• _WHAT IS EXPECTED_:
Count the lines in the items below that contain the word "query". Reply with the number alone.

• _RECORDS FOR THE EXERCISE_:
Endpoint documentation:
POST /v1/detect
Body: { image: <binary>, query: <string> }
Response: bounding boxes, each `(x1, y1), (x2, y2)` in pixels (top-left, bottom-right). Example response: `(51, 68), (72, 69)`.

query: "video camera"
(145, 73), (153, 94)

• _PROBLEM SOLUTION_:
2